Saved entries

┄┄┄┄┄┄┄┄┄┄┄┄┄┄┄┄┄┄┄┄

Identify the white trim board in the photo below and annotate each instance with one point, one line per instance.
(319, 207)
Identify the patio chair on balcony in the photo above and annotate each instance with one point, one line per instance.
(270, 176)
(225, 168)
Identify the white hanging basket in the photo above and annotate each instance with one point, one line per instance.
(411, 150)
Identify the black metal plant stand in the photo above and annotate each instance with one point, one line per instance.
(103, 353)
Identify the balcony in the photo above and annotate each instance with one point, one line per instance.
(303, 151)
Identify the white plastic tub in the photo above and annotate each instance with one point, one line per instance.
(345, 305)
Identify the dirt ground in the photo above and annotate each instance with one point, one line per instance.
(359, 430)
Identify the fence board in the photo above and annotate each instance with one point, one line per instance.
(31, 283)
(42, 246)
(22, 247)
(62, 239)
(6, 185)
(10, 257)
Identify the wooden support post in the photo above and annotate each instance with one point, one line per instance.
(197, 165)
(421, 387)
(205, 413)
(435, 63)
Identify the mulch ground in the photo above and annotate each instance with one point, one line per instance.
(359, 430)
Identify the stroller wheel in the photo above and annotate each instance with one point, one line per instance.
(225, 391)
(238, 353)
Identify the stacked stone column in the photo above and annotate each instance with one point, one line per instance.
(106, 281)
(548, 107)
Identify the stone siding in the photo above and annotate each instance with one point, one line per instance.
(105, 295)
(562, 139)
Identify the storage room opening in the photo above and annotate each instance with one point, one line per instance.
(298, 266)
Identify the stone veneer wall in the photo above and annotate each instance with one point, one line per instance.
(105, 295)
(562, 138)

┄┄┄┄┄┄┄┄┄┄┄┄┄┄┄┄┄┄┄┄

Task details —
Repeat the whole of the data above exactly as it appears.

Solution to the problem —
Identify the white trim board in the photo below and annotate each instance with one point, one line per instance.
(319, 207)
Identify the patio chair on balcony in the photo above and annotate each instance with one point, one line per instance.
(270, 176)
(225, 168)
Identify the white hanging basket in the photo above and annotate each instance with one point, one line per instance.
(411, 150)
Identify the black metal plant stand in the photo above and annotate each instance with one point, one line per instance.
(103, 353)
Identify the balcony in the photo above and annotate each instance with one point, one line per instance.
(303, 151)
Identify the white plastic tub in the photo above and annotate each instance with one point, one line per instance.
(345, 305)
Identify the dirt ground in the photo above and annotate each instance with one point, one line per instance.
(359, 430)
Identify the fence board in the photo above and annotate each instance with one point, one line per instance.
(31, 283)
(42, 246)
(22, 247)
(62, 239)
(6, 185)
(10, 257)
Identify the wooden support post in the photo above and annotate each instance with one point, one line per instance.
(197, 165)
(421, 387)
(205, 413)
(435, 63)
Identify the mulch ground in the photo above and annotate each instance with one point, one line per instance.
(359, 430)
Identify the stroller wheel in the photo above and annotate each instance with one point, one line per instance.
(225, 391)
(238, 353)
Identify the stacked stone column in the photo above and annotate each instance with one point, one line per instance.
(106, 281)
(548, 107)
Identify the stone siding in the photo above and annotate each instance with one point, one line per instance.
(105, 295)
(562, 139)
Identify the storage room opening in the photo above and annotate each instance with one point, one line per instance.
(298, 266)
Identify the stone veneer wall in the photo above and annotate each instance with one point, one line per instance.
(105, 295)
(562, 138)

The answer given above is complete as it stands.